Aim:
Copy out everything from the line containing "Where can the sofa armrest" down to the end of the entries, renaming "throw pillow" to "accent pillow" and leaving all else unchanged.

[Named object pointing entries]
************

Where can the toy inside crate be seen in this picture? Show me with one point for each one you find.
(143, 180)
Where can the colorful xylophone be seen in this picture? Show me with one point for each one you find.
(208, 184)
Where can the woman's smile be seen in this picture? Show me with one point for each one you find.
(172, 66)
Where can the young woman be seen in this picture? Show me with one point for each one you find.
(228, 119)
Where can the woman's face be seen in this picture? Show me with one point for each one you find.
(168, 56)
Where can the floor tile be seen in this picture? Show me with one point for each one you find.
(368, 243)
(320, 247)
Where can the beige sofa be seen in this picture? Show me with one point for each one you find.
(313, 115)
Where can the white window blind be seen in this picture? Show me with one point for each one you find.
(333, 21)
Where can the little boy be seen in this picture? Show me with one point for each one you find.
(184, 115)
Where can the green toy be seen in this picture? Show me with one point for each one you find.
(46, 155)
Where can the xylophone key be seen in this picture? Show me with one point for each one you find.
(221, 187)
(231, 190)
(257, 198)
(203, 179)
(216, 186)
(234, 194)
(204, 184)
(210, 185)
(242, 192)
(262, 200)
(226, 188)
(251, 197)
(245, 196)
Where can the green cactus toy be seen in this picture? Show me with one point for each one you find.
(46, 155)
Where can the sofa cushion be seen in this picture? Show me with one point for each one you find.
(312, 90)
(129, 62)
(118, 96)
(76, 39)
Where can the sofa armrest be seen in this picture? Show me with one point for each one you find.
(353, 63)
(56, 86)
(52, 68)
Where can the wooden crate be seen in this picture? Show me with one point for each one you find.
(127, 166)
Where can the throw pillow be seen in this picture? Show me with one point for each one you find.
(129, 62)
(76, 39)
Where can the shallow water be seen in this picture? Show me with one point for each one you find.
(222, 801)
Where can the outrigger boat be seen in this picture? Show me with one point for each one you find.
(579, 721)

************

In response:
Where can the sofa armrest be seen in this picture? Show me with one point for each one you find.
(353, 63)
(56, 86)
(52, 68)
Where can the wooden crate be seen in this picture? Show me with one point for each one you find.
(127, 166)
Where can the accent pillow be seen in this picture? Show me with one point for each one you find.
(129, 62)
(76, 39)
Where can the shallow water be seen in this picture? Show me with one point for each one you find.
(222, 801)
Where can the outrigger boat be seen in this picture? Show me with one point for each one you find.
(579, 721)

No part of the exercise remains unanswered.